**SELECTED PASSAGE**
══════════

Re: Strange behavior with log IO fake-completions

Dave Chinner <david@xxxxxxxxxxxxx> · Wed, 12 Sep 2018 10:42:59 +1000

On Tue, Sep 11, 2018 at 09:40:59AM +0530, Joshi wrote:
> > > Test: iozone, single-thread, 1GiB file, 4K record, sync for each 4K (
> > > '-eo' option).
> > > Disk: 800GB NVMe disk. XFS based on 4.15, default options except log size = 184M
> > > Machine: Intel Xeon E5-2690 @2.6 GHz, 2 NUMA nodes, 24 cpus each
> > >
> > > And results are :
> > > ------------------------------------------------
> > > baseline                log fake-completion
> > > 109,845                 45,538
> > > ------------------------------------------------
> > > I wondered why fake-completion turned out to be ~50% slower!
> > > May I know if anyone encountered this before, or knows why this can happen?
> >
> > You made all log IO submission/completion synchronous.

══════════

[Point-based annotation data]
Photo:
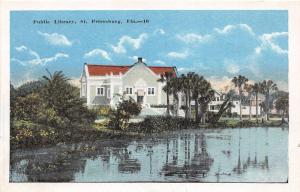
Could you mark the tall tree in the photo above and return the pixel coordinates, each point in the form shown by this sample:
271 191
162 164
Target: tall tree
206 95
267 87
282 104
183 85
249 89
175 89
227 104
256 90
196 91
190 84
167 88
240 82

══════════

**TASKS FOR THIS EXERCISE**
**a.** In the log fake-completion post, what log size was used for the XFS test?
**b.** Write what comes next in the log fake-completion post, picking up after its last line.

**OUTPUTS FOR THE TASKS**
**a.** 184M

**b.**
> >
> > https://marc.info/?l=linux-xfs&m=153532933529663&w=2
> >
> > > For fake-completion, I just tag all log IOs bufer-pointers (in
> > > xlog_sync). And later in xfs_buf_submit, I just complete those tagged
> > > log IOs without any real bio-formation (comment call to
> > > _xfs_bio_ioapply). Hope this is correct/enough to do nothing!
> >
> > It'll work, but it's a pretty silly thing to do. See above.
> 
> Thank you very much, Dave. I feel things are somewhat different here
> than other email-thread you pointed.
> Only log IO was fake-completed, not that entire XFS volume was on
> ramdisk.

The "fake completion" forces log IO to be completed synchronously,
just like a ramdisk does. It's exactly the same behaviour.

> Underlying disk was NVMe, and I checked that no
> merging/batching happened for log IO submissions in base case.
> Completion count were same (as many as submitted) too.

Of course. async or sync, the amount of IO work an isolated single
threaded, synchronous write workload does is the same because there
is no other IO that can be aggregated for either the data or journal
writes....

> Call that I disabled in base code (in xfs_buf_submit, for log IOs) is
> _xfs_buf_ioapply.

Yes, I assumed you were doing something like that. The problem is,
you're not looking at what the journal is doing as a whole when
xfs_log_force_lsn() is called from fsync.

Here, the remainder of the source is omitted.